* **Source extract**:
Bill Will Bring Down Birth Control Costs at College Clinics
On a conference call with reporters today, Cecile Richards, president of Planned Parenthood Federation of America (PPFA), praised Rep. Joseph Crowley (D-NY) for introducing bipartisan legislation that will fix the affordable birth control crisis affecting college health clinics and safety-net providers. Rep. Crowley joined Richards on the call.
Today, Rep. Crowley introduced The Prevention Through Affordable Access Act, a bill that would provide a no-cost technical fix to restore eligibility for college health centers and safety-net providers to obtain low-cost birth control, and pass the savings on to college students and low-income women.
“I applaud Congressman Crowley for taking action and introducing The Prevention Through Affordable Access Act," said Richards. "This bill is win-win. Access to affordable birth control is something Democrats and Republicans do agree on. It is mainstream, pro-prevention, pro-women's health legislation. And it won't cost the taxpayers a dime.”
Rep. Crowley said, “A bureaucratic mistake should not stand in the way of protecting the health and safety of hard-working women. My colleagues, who are interested in effectively preventing unintended pregnancies, ought to support this measure and join us in urging its immediate passage.”
For 20 years, drug companies have made it possible for college health clinics and safety-net providers to purchase birth control at low prices in order to pass along the savings to the college students and low-income women who rely on them.
However, this fall, college women returned to campus to discover that the birth control that previously cost them $5–10 for a monthly supply now cost $40–50 per pack, making it far more difficult to afford. Due to a provision included in the Deficit Reduction Act (DRA), as of January 1, 2007, every college and university health center and hundreds of safety-net providers were unintentionally cut off from accessing low-cost birth control and passing on the low price to college women and low-income women. The result has been an increase in the average price of birth control on college campuses, often to 10 times the previous cost. Skyrocketing prices are putting birth control out of reach for the college students and low-income women in need of family planning services to help them prevent unintended pregnancy. This crisis affects the estimated three million college women who take oral contraception, and hundreds of thousands of low-income women who obtain birth control through safety-net providers.

* **Using the information**:
a - In the article about the birth control bill, how much did college women previously pay for a monthly supply of birth control?
b - In the article about the birth control bill, what terms does Richards use to characterize the bill in the sentences "This bill is win-win" and "It is mainstream, pro-prevention, pro-women's health legislation"?
The entries were taken from a separate source.

Items listed in a dataset:
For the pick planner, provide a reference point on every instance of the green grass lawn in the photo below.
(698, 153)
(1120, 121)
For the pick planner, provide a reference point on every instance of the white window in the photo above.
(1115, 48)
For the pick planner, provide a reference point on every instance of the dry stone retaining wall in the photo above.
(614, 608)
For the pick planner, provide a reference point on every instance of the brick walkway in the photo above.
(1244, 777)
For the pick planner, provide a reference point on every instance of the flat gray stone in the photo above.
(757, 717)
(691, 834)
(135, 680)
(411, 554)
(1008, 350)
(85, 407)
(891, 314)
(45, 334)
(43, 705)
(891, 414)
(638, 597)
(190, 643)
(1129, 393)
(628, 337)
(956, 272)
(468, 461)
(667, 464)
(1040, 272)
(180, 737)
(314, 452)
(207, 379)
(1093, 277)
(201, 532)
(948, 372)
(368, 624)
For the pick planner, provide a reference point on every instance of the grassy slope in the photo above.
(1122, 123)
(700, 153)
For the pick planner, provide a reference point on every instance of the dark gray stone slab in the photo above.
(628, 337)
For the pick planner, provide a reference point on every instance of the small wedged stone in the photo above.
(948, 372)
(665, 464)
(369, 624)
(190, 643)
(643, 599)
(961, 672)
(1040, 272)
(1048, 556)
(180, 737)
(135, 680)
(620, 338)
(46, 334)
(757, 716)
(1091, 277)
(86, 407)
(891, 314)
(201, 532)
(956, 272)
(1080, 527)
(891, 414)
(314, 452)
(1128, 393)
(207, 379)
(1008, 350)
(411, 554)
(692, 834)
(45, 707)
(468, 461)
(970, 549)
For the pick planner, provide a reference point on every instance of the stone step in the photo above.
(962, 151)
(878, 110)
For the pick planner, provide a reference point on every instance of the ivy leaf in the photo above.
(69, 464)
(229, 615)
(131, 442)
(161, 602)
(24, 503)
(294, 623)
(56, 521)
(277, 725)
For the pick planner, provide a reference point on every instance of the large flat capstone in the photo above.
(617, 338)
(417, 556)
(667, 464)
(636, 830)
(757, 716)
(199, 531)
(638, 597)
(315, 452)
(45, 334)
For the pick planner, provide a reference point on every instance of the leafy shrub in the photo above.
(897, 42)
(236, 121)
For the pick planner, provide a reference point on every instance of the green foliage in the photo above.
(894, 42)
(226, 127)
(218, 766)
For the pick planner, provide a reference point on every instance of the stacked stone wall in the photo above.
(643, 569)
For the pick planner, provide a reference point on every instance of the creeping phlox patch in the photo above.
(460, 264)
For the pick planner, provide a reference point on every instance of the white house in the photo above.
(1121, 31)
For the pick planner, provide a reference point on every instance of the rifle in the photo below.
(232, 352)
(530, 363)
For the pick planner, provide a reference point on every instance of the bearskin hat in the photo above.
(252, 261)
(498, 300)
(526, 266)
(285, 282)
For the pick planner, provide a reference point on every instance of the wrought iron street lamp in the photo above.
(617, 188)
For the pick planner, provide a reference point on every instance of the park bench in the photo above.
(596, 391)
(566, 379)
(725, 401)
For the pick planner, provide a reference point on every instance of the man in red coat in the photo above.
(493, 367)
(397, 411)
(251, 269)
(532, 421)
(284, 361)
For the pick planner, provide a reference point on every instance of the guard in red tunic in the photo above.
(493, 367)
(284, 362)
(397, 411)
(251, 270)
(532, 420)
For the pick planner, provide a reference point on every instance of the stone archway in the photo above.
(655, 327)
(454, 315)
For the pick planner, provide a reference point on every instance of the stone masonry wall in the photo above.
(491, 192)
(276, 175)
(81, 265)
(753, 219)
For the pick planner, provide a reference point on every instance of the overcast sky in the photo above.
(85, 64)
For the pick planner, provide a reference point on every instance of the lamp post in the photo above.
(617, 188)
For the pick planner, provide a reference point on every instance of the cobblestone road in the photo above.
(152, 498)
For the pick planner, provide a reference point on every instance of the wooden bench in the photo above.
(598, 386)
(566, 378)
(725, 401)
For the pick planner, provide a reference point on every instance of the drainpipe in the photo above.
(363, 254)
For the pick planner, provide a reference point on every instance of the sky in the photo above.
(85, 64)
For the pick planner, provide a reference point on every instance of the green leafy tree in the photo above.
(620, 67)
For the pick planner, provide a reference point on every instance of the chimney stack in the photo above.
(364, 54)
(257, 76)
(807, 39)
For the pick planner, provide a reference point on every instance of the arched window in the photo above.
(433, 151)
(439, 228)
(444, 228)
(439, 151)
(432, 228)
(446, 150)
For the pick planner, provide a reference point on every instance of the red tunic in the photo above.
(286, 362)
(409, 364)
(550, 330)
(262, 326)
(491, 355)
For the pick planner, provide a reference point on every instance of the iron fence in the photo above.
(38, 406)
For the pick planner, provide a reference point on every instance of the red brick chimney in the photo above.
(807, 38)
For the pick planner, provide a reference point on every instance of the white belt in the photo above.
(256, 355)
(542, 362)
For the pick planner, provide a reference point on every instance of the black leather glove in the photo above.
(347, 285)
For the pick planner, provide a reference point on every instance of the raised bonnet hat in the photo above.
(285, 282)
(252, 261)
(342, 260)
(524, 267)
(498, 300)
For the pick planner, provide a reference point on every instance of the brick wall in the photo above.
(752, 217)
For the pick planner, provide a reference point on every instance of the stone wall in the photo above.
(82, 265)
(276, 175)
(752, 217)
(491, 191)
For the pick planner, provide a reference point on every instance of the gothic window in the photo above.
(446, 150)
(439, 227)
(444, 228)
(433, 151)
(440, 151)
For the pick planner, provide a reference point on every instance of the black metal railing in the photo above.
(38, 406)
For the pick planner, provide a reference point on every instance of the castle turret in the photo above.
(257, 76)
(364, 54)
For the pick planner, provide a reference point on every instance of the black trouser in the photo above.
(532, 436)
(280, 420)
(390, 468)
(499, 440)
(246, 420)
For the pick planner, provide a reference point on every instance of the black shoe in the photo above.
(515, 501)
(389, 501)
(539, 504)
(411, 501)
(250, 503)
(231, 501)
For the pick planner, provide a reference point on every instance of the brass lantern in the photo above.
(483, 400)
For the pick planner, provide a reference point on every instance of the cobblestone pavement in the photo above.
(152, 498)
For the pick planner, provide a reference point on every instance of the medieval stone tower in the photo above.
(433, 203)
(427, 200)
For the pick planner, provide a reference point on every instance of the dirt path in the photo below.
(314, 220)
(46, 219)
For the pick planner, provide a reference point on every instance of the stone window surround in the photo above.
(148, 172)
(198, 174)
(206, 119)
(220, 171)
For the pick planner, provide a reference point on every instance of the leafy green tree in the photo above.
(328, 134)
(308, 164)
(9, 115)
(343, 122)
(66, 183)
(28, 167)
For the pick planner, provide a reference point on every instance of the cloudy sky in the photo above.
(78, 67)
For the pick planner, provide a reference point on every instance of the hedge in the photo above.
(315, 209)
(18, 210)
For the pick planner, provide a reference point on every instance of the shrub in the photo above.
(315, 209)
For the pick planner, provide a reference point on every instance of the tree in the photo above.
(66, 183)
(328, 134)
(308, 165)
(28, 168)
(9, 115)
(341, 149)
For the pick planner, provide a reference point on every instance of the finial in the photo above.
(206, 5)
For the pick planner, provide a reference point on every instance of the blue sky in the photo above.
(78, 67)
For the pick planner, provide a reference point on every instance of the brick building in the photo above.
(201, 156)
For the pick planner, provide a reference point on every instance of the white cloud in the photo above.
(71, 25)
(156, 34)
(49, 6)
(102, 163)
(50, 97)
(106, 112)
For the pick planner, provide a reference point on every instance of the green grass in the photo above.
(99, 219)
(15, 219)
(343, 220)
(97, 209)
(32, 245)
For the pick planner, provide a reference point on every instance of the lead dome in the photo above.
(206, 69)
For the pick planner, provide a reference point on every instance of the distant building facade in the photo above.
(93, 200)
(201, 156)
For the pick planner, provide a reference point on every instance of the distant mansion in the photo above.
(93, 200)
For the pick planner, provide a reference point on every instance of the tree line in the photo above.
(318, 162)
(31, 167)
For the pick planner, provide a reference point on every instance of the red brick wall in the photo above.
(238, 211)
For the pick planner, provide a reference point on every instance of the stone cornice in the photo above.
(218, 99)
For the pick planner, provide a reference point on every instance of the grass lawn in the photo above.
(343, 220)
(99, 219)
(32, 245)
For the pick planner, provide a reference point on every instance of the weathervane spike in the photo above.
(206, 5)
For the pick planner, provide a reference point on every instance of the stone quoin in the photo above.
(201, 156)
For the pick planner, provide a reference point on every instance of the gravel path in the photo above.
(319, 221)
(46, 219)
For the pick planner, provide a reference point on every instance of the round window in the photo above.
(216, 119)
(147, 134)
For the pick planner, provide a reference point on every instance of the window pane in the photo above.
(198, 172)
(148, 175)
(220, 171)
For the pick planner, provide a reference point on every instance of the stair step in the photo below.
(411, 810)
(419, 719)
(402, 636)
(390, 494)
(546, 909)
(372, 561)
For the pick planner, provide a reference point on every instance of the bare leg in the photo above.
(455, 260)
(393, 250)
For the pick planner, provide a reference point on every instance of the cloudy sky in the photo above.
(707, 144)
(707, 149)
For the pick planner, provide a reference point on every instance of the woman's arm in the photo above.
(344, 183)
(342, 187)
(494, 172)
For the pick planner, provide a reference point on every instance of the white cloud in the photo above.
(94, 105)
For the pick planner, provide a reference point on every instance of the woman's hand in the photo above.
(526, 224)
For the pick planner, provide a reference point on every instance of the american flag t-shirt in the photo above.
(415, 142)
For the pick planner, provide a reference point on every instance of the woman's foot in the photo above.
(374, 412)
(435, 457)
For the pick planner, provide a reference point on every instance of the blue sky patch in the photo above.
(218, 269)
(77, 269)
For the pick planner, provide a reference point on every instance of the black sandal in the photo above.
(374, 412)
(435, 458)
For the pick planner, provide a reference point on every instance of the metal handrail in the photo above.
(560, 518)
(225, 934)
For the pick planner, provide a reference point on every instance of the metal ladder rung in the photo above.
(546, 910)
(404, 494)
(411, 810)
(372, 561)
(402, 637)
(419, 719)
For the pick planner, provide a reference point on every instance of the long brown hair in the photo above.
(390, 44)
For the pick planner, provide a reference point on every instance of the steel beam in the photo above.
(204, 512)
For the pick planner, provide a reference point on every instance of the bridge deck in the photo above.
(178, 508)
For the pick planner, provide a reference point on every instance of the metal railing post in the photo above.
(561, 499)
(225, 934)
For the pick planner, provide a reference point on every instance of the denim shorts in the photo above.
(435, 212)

* **Exercise responses**:
a - $5–10

b -
- win-win
- mainstream
- pro-prevention
- pro-women's health